# Written problem:
Render this sentence from the House debate transcript in Spanish: "The bill also provides for the transfer of all of the existing contracts and commitments to the Department of Industry."

# Passage given:
————

House debates

Thursday, 28 August 2014

Bills

Australian Renewable Energy Agency (Repeal) Bill 2014; Second Reading

12:35 pm

Photo of Paul FletcherPaul Fletcher (Bradfield, Liberal Party, Parliamentary Secretary to the Minister for Communications) Share this | Hansard source

I am very pleased to rise to speak on the Australian Renewable Energy Agency (Repeal) Bill 2014—the bill which gives effect to the decision to close the Australian Renewable Energy Agency; a decision made as part of the 2014 budget. The bill also provides for the transfer of all of the existing contracts and commitments to the Department of Industry.

In the time available to me today I would like to make a couple of points. Firstly, this debate is not about whether or not renewable energy, and continued research and development and commercialisation in that field, is desirable and to be encouraged. Clearly, it is. Secondly, the key issue for debate is whether it makes sense to maintain the current structure for funding and government support of renewable energy and particularly whether a separate Australian renewable energy agency is necessary. I, thirdly, want to make the point that that would be an important question to ask at any time but it is a question that needs to be asked with even greater urgency given that, at the present time, we have the opportunity to capture significant savings out of the structural changes the government proposes under this bill at a time when there is a serious budget problem that needs to be dealt with on behalf of the entire community.

————

# Data excerpt:
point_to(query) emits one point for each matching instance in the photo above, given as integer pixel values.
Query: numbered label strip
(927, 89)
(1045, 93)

————

# Solved exercise:
El proyecto de ley también prevé la transferencia de todos los contratos y compromisos existentes al Departamento de Industria.